__EXTRACTED RECORDS__.
════════════════

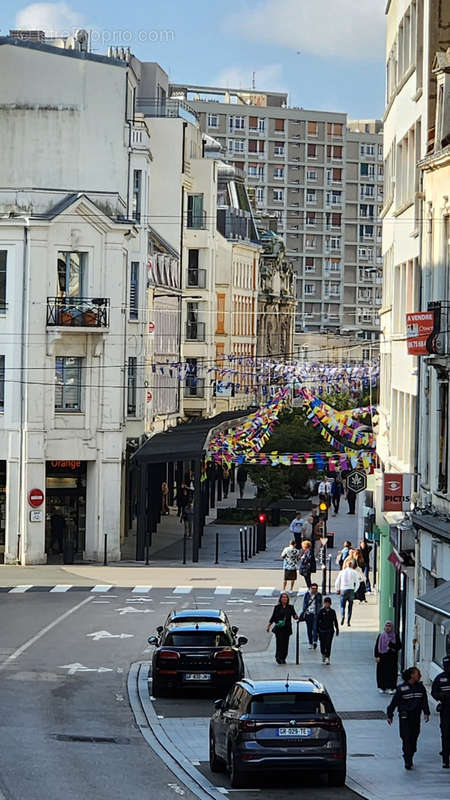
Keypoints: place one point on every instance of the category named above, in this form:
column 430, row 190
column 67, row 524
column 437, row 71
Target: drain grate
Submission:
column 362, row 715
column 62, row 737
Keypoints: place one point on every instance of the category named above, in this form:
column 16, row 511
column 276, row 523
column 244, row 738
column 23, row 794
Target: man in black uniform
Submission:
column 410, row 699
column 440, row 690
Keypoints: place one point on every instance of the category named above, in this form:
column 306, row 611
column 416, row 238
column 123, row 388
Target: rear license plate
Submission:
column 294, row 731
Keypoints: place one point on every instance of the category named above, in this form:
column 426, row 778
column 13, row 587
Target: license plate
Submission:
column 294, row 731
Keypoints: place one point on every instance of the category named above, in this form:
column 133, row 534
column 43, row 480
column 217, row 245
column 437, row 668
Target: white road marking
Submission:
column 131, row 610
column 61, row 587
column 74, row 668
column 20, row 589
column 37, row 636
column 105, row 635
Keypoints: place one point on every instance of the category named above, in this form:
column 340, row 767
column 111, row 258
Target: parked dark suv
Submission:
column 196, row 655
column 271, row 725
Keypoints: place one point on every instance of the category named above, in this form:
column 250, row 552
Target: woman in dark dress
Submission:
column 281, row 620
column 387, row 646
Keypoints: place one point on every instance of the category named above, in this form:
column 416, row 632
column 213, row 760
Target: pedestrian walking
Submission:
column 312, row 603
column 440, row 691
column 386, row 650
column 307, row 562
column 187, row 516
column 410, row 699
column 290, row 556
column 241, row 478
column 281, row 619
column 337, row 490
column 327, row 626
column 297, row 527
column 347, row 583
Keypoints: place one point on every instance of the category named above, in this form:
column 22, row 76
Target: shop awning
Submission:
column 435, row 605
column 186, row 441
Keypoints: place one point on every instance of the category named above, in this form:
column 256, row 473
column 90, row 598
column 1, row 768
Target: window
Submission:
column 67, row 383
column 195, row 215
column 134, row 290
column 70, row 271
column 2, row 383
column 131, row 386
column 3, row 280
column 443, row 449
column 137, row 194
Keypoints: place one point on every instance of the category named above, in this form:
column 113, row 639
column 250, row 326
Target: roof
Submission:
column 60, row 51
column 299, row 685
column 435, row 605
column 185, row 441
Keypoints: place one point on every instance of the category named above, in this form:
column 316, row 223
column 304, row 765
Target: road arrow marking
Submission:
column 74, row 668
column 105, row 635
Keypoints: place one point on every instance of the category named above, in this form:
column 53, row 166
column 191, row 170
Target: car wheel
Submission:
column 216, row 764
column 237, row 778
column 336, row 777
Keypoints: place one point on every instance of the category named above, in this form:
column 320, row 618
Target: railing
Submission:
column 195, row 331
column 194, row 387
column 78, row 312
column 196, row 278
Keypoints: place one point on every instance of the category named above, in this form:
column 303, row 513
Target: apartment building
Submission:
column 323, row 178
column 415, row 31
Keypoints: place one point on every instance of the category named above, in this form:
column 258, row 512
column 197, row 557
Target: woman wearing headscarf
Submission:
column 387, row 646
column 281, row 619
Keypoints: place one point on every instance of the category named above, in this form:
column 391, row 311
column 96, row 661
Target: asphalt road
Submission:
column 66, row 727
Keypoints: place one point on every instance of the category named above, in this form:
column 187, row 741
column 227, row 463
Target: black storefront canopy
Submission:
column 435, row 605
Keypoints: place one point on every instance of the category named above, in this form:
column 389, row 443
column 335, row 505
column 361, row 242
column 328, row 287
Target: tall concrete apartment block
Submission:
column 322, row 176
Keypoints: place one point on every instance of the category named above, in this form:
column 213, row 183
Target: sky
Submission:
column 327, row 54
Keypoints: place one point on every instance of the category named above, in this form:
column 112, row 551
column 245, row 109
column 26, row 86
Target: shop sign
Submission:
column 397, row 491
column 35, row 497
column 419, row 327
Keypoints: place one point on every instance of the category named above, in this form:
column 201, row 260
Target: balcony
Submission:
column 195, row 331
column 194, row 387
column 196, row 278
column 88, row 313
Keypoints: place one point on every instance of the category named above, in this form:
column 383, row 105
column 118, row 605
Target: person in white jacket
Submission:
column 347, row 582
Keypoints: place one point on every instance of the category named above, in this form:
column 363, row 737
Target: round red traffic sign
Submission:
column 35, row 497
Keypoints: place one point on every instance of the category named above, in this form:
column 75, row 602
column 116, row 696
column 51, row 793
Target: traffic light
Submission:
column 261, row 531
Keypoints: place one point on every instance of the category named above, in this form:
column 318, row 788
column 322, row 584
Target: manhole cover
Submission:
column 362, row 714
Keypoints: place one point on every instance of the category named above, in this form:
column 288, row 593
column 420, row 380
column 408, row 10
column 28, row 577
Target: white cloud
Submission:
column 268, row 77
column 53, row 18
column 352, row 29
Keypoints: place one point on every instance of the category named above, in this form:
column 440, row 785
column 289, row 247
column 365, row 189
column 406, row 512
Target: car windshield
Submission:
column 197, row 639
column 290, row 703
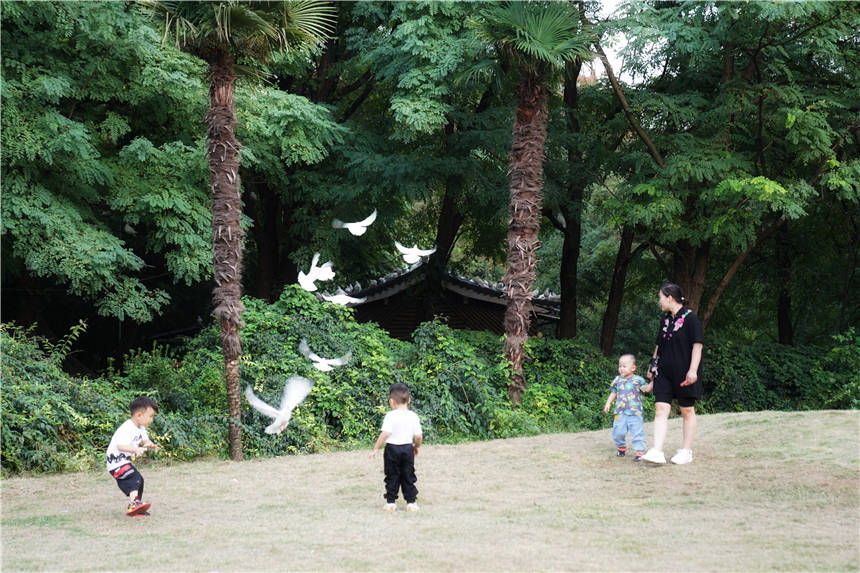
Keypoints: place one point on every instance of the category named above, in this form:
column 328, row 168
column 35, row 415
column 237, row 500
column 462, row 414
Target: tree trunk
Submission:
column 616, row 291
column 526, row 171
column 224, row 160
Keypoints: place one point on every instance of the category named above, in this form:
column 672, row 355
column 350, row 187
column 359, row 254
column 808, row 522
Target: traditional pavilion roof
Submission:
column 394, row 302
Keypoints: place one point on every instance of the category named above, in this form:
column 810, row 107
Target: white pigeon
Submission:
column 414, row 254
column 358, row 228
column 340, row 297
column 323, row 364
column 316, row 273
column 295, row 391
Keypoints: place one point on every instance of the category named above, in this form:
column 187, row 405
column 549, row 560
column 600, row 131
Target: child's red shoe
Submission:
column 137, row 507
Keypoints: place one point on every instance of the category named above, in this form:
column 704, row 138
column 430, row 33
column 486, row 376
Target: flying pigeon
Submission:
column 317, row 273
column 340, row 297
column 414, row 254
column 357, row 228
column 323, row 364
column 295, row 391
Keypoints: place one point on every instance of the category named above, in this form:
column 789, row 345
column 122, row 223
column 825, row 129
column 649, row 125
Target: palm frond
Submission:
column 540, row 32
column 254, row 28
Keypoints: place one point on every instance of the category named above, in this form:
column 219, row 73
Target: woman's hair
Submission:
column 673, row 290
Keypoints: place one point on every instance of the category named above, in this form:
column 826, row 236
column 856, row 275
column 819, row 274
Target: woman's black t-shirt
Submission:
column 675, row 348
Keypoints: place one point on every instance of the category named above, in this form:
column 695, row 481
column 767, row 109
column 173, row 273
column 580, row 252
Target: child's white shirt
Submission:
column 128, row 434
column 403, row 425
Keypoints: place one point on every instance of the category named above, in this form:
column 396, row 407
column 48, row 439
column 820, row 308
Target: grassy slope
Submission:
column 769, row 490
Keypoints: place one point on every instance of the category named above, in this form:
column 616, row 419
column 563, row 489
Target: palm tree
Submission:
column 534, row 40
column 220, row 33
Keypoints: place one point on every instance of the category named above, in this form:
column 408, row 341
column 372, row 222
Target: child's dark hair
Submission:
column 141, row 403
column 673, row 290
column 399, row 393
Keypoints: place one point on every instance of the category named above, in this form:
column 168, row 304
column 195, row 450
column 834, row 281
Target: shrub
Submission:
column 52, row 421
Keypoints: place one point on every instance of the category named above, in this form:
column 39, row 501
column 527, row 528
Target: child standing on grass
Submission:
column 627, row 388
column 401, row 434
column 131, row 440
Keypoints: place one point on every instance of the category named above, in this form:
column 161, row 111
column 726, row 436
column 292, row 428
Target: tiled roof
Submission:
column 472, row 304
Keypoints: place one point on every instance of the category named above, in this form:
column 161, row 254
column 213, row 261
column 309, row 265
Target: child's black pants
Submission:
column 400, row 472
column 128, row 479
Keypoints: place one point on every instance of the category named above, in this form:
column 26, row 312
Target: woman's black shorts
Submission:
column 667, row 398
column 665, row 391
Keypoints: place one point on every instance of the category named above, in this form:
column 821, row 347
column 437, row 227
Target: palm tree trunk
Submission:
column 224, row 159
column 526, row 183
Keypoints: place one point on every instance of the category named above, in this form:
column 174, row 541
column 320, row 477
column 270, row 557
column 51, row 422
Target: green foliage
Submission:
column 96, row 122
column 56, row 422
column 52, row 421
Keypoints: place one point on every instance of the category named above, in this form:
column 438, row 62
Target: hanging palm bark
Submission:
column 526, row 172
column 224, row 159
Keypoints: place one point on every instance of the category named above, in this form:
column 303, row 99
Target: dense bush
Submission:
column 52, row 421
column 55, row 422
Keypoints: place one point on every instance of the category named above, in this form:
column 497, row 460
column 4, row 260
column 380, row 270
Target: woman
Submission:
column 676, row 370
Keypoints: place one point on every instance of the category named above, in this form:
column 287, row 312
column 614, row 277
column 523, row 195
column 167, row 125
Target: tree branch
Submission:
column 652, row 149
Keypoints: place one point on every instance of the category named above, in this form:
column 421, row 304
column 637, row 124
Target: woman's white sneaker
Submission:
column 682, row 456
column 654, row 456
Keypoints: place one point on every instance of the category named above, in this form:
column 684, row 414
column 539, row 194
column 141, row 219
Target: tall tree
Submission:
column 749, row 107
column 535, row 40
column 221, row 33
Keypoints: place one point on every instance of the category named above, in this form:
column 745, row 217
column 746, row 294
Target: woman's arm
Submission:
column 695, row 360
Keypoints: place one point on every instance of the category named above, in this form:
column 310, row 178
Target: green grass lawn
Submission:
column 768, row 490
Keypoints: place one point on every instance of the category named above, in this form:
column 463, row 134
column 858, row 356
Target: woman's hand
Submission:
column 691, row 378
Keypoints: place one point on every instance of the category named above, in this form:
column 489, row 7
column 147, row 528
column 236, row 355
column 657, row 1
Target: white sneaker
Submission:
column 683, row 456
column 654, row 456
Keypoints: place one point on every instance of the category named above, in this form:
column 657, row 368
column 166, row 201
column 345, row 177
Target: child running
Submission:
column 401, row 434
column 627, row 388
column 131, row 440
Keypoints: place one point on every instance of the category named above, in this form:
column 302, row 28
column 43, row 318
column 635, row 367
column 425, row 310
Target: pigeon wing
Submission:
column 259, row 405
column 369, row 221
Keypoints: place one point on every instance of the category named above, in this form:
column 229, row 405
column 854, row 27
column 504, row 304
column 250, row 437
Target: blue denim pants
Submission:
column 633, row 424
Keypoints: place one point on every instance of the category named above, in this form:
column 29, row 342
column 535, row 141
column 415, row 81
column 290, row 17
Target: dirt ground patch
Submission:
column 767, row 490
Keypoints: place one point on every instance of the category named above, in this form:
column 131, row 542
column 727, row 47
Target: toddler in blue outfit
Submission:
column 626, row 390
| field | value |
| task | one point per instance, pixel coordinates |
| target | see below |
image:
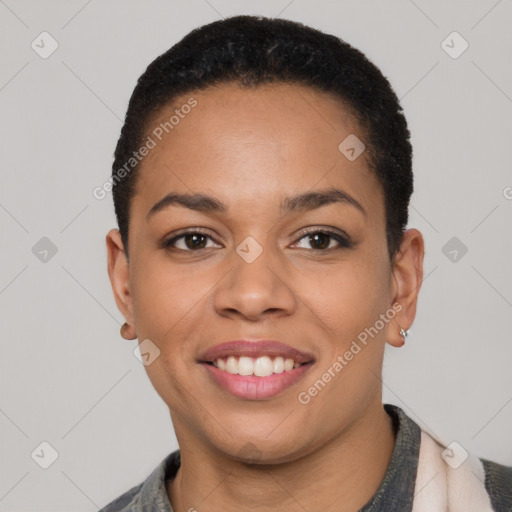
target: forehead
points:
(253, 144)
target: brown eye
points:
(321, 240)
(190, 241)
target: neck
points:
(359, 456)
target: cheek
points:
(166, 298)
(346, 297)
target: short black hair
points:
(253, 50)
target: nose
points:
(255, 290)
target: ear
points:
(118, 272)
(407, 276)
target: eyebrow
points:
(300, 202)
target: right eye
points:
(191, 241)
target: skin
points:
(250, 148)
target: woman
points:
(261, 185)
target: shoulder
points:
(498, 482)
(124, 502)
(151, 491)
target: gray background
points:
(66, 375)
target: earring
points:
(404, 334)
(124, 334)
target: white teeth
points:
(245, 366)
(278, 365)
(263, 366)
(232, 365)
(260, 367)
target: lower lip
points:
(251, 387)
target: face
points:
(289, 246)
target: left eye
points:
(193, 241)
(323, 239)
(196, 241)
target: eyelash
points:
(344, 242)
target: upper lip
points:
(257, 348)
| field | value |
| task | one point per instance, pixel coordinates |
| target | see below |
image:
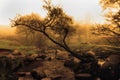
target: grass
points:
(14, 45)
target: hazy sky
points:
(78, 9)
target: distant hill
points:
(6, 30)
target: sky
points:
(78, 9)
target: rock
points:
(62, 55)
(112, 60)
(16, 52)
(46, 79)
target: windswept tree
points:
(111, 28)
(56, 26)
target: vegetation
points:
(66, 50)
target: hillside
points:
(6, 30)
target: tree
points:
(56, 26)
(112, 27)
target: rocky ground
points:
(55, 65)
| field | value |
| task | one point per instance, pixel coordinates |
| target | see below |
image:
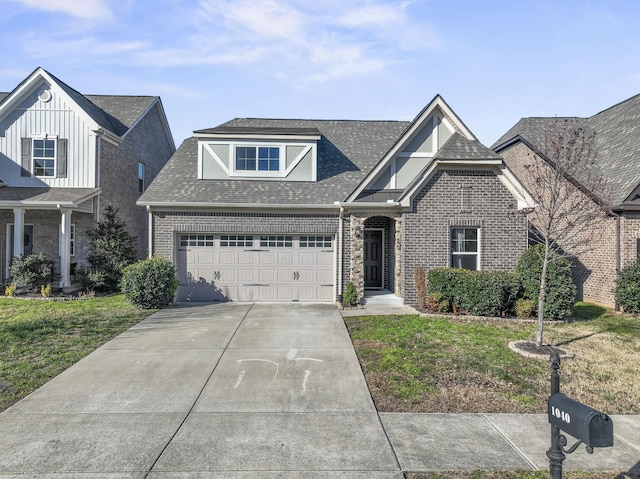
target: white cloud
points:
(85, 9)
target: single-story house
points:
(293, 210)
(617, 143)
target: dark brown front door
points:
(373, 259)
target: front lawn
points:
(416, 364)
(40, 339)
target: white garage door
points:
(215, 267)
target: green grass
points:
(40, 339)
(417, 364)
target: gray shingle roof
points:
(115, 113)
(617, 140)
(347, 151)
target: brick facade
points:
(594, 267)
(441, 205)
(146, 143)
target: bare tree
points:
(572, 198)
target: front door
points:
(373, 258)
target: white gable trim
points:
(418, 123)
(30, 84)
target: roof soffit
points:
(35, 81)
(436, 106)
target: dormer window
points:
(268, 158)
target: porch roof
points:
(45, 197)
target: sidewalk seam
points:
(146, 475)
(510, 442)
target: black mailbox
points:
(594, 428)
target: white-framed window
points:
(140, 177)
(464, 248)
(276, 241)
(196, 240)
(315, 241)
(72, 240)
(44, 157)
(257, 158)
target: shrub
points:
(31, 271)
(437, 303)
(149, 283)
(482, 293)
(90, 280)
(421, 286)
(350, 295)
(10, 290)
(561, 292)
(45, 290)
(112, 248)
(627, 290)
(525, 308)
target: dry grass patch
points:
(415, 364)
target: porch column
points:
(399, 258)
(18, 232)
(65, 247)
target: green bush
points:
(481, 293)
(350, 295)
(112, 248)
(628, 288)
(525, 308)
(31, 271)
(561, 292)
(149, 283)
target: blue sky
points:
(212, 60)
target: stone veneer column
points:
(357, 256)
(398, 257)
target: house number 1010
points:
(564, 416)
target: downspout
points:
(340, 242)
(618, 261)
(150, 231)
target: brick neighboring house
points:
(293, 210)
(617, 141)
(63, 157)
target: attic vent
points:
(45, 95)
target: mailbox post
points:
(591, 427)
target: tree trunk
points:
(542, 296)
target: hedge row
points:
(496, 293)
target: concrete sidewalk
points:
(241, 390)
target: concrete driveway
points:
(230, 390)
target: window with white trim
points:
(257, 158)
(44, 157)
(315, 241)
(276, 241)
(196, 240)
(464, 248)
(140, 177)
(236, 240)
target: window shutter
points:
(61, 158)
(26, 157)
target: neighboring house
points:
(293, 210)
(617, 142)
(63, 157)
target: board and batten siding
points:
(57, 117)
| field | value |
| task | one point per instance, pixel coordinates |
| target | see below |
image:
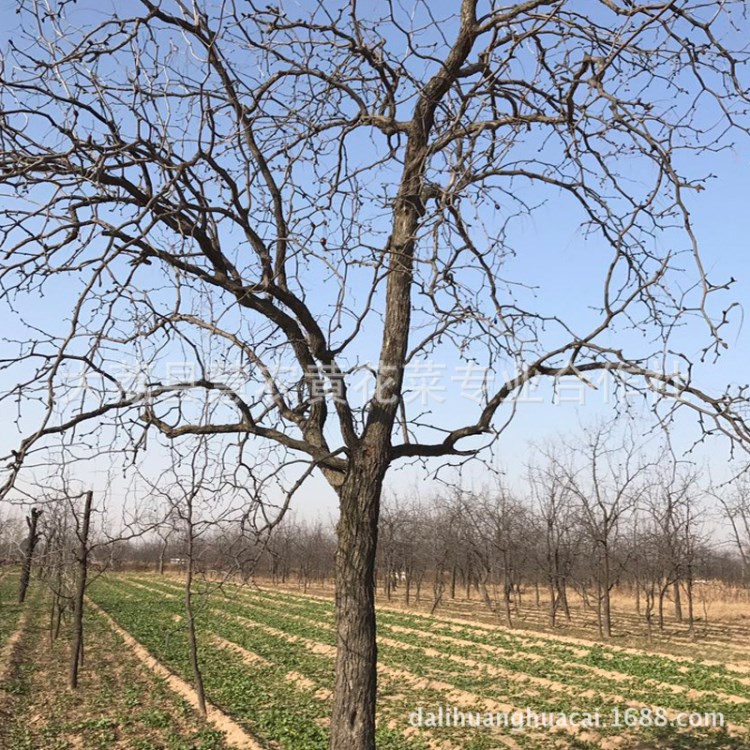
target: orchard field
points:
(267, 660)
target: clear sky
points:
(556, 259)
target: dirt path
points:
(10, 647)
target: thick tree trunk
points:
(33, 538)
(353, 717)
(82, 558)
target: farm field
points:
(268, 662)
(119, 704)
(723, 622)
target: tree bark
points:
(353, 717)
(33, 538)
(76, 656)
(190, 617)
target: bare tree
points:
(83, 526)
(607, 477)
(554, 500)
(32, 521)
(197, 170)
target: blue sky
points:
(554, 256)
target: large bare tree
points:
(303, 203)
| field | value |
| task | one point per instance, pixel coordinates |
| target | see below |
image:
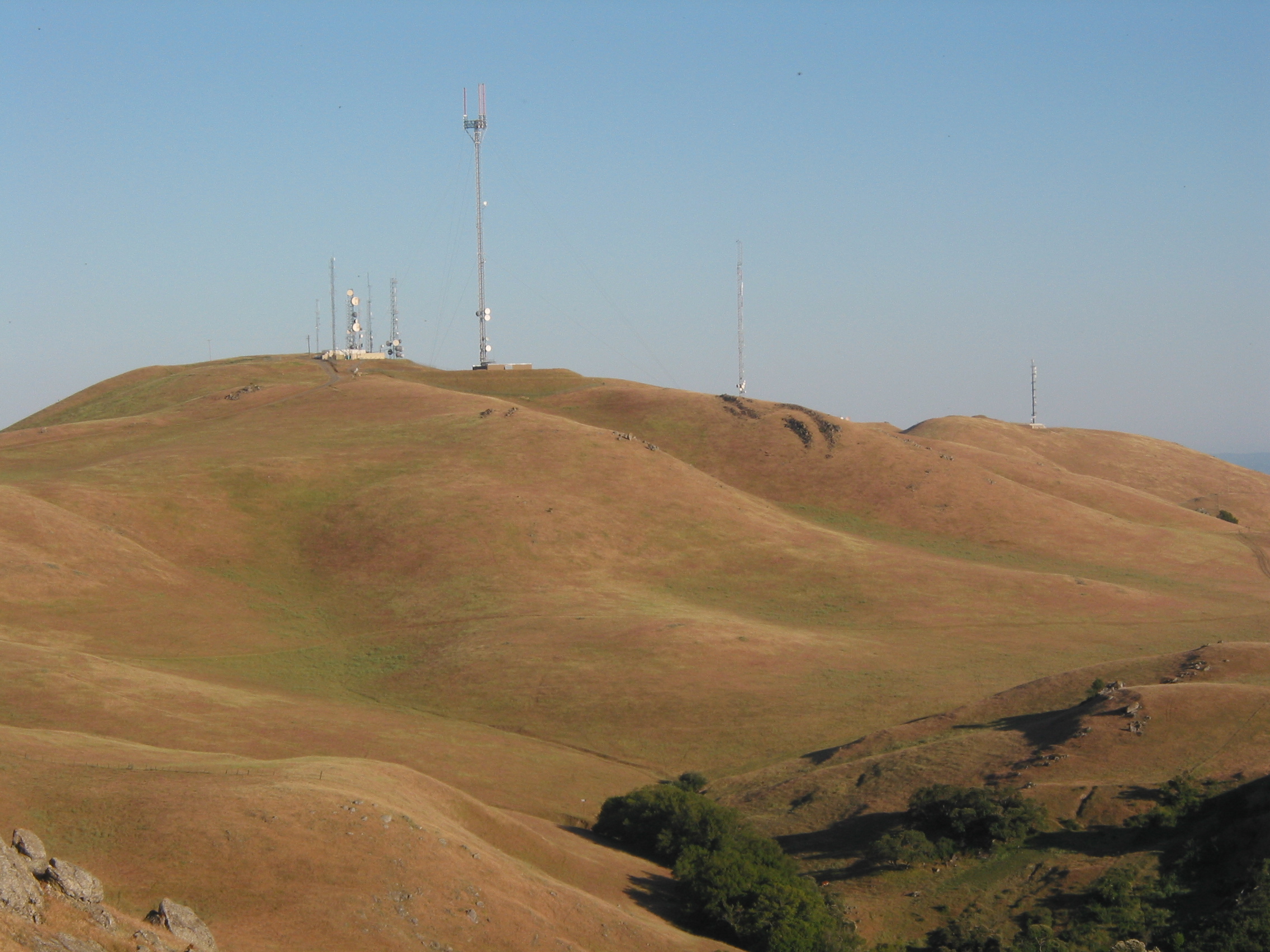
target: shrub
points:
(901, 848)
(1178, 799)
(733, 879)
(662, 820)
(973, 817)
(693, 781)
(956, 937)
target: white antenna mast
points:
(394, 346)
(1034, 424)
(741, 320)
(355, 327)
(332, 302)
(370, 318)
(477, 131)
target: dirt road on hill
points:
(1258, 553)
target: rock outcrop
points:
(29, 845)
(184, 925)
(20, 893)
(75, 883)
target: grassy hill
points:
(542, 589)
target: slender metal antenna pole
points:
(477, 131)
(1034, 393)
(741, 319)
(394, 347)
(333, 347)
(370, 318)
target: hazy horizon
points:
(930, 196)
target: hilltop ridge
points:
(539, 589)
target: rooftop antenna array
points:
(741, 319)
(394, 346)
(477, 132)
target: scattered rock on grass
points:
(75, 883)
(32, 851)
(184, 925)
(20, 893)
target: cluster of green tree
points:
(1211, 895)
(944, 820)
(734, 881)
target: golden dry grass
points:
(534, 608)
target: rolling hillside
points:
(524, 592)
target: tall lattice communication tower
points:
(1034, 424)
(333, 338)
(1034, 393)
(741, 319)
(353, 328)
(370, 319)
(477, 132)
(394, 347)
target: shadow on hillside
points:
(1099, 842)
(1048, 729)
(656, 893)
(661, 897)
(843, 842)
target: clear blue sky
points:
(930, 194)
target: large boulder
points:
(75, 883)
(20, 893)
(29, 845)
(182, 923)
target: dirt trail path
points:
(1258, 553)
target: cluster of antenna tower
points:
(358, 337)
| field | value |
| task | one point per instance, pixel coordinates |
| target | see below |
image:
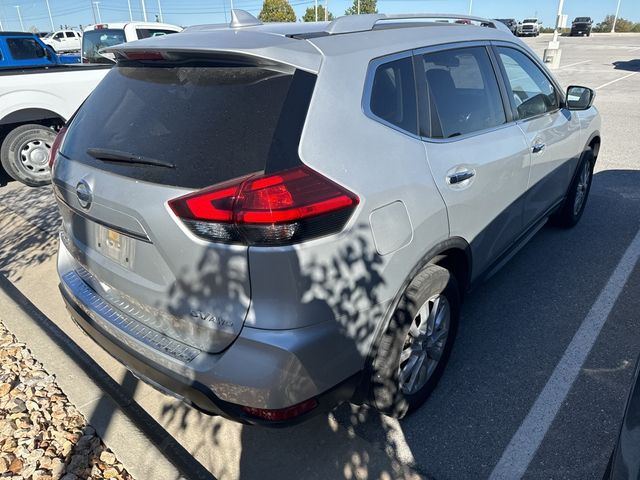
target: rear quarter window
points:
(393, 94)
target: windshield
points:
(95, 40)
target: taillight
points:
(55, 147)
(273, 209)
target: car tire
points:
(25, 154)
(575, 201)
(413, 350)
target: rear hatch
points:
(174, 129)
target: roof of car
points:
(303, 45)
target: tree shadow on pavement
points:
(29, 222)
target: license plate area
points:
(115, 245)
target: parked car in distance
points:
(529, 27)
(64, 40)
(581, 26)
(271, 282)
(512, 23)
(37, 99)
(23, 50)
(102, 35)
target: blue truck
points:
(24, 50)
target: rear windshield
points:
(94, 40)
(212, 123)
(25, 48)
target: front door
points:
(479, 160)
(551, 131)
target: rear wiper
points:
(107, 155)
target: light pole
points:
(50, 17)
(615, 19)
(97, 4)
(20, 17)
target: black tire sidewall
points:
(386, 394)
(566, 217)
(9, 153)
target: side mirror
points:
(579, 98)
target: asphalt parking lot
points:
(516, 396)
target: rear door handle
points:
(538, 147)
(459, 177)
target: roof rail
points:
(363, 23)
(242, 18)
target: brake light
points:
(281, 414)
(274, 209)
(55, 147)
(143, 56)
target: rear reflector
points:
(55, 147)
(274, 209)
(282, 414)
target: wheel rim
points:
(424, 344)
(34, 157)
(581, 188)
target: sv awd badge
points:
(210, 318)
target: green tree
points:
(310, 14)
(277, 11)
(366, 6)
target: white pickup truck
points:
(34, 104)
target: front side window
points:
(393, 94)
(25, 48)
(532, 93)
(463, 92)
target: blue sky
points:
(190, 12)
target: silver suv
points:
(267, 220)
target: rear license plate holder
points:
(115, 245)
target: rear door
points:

════════════════

__WHAT TO WORK ON__. Copy out all lines from the material above that contain the string "patch".

__EXERCISE SOLUTION__.
Target: dirt ground patch
target: dry grass patch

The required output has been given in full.